** Document section **
┄┄┄┄┄┄┄┄┄┄┄┄┄┄┄┄┄┄┄┄
For most of my life, I’ve looked on the bright side of things. Waiting anxiously for more than 133,000 thousand Alaskan ballots to be opened, verified, and tallied after Nov. 10 naturally presents a significant opportunity to practice patience as democracy works as intended. That includes our nation’s defining mix of constitutional rights, process integrity, ballot security, and voter trust. In a year with record-breaking voting by mail and absentee, it was no surprise to us that we will not have final results — or anything official — for over a week after Election Day itself.
Alaska will be the last state in the nation to open and count the remaining ballots cast in the 2020 general election. While we calmly wait together for the dedicated team of workers at the Division of Elections to diligently count every vote, I feel grateful to my fellow Alaskans for showing up and exercising a bedrock right of our country: the constitutional right of the people to decide our leaders. Over 68% of eligible Americans voted in this election — that’s the highest rate since the 1900s.
Here in Alaska, ballots cast through Oct. 29 at sites designated as “early vote locations” were included with election night results. All other ballots will be counted beginning Nov. 10, or 7 days after the election. Our election officials will tally ballots carefully, but we won’t have certified results from absentee and questioned ballot counting boards until November 18, a timeline in line with counting procedures in previous elections.
COVID-19 shifted the way that many Alaskans participated in this election; an unprecedented number of folks voted absentee by mail. The vote counting process is now proceeding as the Division of Elections described ahead of time, including a verification process that ensures that no vote is counted twice. This week is a reminder that for democracy to work for all of us, every voter must have their voice heard and vote counted – and that process takes time. Votes cast in Unalakleet and Nunam Iqua will count equally to those cast in Fairbanks and Juneau. As we know better than any state, our neighbors in rural communities often vote by mail, which can slow the arrival of their ballots at vote counting centers. As long as a ballot was cast by 8 p.m. on Nov. 3, 2020, however, the timing or location of that voted ballot is irrelevant to its legitimacy. All votes count.
Until Nov. 18, we will practice our patience and wait for the Division of Elections to announce the winners of dozens of state and federal level races. We owe that to the candidates who worked so hard to promote their vision of Alaska’s future. We owe that to the many Alaskans who turned out to support those candidates with volunteer hours on the phone, financial contributions, and cold mornings waving signs. While voters have made their choices, the only way to know that choice is to count every vote, from every corner of our state. I now call on my fellow Alaskans to practice patience and resilience with me.
• Niesje Steinkruger is a retired superior court judge and resides in Fairbanks.
┄┄┄┄┄┄┄┄┄┄┄┄┄┄┄┄┄┄┄┄
** Data records **
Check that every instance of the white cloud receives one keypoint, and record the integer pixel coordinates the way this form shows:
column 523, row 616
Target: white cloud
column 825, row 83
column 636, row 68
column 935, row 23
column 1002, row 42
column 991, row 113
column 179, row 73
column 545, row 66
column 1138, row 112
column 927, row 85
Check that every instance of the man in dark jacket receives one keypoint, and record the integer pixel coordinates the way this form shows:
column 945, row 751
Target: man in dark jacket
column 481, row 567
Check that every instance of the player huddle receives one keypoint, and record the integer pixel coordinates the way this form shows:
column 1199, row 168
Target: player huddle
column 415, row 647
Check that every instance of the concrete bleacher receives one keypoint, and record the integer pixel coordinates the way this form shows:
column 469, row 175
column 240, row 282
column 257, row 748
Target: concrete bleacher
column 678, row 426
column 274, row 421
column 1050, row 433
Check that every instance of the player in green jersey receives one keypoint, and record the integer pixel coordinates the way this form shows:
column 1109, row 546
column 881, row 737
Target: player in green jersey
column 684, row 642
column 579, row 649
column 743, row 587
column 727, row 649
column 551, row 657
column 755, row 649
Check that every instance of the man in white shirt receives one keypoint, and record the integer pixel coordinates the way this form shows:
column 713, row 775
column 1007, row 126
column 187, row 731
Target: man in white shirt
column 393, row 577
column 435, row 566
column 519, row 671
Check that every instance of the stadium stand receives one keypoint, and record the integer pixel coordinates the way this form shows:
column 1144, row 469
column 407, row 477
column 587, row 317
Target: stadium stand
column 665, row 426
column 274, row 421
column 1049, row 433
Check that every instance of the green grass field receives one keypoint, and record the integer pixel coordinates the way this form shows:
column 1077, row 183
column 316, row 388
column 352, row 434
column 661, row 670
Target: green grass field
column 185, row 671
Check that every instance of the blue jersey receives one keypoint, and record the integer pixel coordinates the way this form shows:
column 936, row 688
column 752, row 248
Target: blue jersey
┄┄┄┄┄┄┄┄┄┄┄┄┄┄┄┄┄┄┄┄
** Task requirements **
(1) According to the Alaska vote-count op-ed, why can ballots from rural communities be slow to reach counting centers? Answer in one to three sentences.
(2) In the Alaska vote-count op-ed, on what date will certified results from the absentee and questioned ballot counting boards be available?
(3) Rewrite the Alaska vote-count op-ed from "COVID-19 shifted the" to "All votes count.", replacing "rural communities" with "remote villages".
Rely only on the Alaska vote-count op-ed to answer.

** Results in order **
(1) People in rural communities often vote by mail, and mail can slow the arrival of their ballots at vote counting centers.

(2) November 18.

(3)
COVID-19 shifted the way that many Alaskans participated in this election; an unprecedented number of folks voted absentee by mail. The vote counting process is now proceeding as the Division of Elections described ahead of time, including a verification process that ensures that no vote is counted twice. This week is a reminder that for democracy to work for all of us, every voter must have their voice heard and vote counted – and that process takes time. Votes cast in Unalakleet and Nunam Iqua will count equally to those cast in Fairbanks and Juneau. As we know better than any state, our neighbors in remote villages often vote by mail, which can slow the arrival of their ballots at vote counting centers. As long as a ballot was cast by 8 p.m. on Nov. 3, 2020, however, the timing or location of that voted ballot is irrelevant to its legitimacy. All votes count.